### Problem to work on
A faithful copy of each record is required, minus the images.

Data records below:

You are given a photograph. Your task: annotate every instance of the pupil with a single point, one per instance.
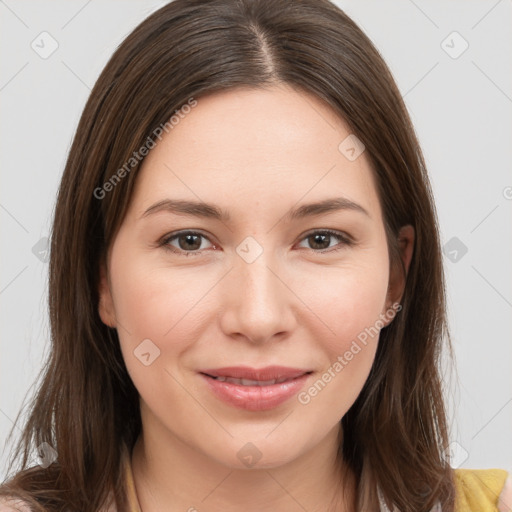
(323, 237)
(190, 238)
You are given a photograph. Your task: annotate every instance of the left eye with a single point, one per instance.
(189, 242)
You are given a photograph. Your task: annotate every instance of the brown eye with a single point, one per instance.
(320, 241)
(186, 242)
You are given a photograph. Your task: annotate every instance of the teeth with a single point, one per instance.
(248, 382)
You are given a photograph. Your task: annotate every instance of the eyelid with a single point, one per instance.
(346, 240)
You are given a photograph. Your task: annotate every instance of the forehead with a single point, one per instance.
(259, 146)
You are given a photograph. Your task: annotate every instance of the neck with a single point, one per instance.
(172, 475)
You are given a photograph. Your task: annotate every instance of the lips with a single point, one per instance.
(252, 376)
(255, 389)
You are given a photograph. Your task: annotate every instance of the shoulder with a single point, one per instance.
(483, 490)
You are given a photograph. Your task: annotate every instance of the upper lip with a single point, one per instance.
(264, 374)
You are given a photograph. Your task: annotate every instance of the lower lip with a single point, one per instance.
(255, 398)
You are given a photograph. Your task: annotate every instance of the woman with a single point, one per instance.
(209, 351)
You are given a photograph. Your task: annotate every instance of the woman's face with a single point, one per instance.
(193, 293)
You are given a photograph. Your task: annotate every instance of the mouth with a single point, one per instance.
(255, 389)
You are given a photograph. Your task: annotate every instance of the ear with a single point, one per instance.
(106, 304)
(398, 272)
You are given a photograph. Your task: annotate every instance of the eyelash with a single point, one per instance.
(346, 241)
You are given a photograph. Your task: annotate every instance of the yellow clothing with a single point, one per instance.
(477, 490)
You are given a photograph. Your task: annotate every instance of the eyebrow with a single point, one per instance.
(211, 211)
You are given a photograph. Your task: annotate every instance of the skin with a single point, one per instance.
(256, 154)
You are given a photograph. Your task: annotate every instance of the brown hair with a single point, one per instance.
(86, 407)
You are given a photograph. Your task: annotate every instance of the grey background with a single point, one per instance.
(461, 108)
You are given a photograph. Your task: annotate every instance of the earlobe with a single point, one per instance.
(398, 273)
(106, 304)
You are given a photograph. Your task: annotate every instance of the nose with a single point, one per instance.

End of Data records.

### Written solution
You are given a photograph. Your task: annotate every instance of the pupil with a single point, one per instance.
(323, 237)
(190, 238)
You are given a photograph. Your task: annotate every instance of the left eye with a single point, one per instance.
(189, 242)
You are given a photograph. Your task: annotate every instance of the brown eye with a single point, one per instance.
(320, 241)
(186, 242)
You are given a photograph. Your task: annotate every instance of the teeth with a single point, one per instance.
(248, 382)
You are given a photograph. Your task: annotate every instance of the eyelid with a single point, one per instance.
(346, 240)
You are given a photograph. Your task: annotate every instance of the forehead with a single point, one per instance.
(259, 146)
You are given a photograph. Your task: annotate every instance of the neck with a single point, one per instance.
(172, 475)
You are given a photograph. Your task: annotate every instance of the lips with a single point, one per instance.
(252, 376)
(255, 389)
You are given a photograph. Your task: annotate every instance of the shoulder with a single point, one per instance.
(483, 490)
You are given a photograph. Your task: annotate every instance of the upper lip with a single point, one per instance.
(264, 374)
You are given a photograph. Your task: annotate every instance of the lower lip with a single point, one per instance.
(255, 398)
You are given a photograph. Your task: annotate every instance of the woman with a single point, one per instance.
(209, 351)
You are given a photograph. Your task: annotate every instance of the woman's face with a single point, one per instance.
(193, 293)
You are given a photograph. Your task: annotate every instance of the mouth with a single point, one per instance.
(255, 389)
You are given a photograph. Your task: annotate every instance of the ear with a single point, one per instance.
(106, 304)
(398, 272)
You are given a photograph. Your task: annotate every instance of the eyelash with a single point, one per instance.
(346, 241)
You are given a photograph. Your task: annotate every instance of the yellow clothing with a single point, one per instance.
(477, 490)
You are given a photograph. Your task: annotate every instance of the eyebrow with a single point, one per instance.
(211, 211)
You are given a photograph. Your task: annotate every instance of the skin with a single point, one per instance.
(256, 154)
You are given a photograph. Your task: annotate every instance of the brown hair with a single point, one per instance.
(86, 407)
You are given a photograph. Your task: annotate every instance of the grey background with a single point, one per instance.
(461, 108)
You are given a photograph. Your task: annotate every instance of the earlobe with a single point, one per instance.
(398, 273)
(106, 304)
You are given a photograph. Your task: annotate every instance of the nose with a single point, one per instance.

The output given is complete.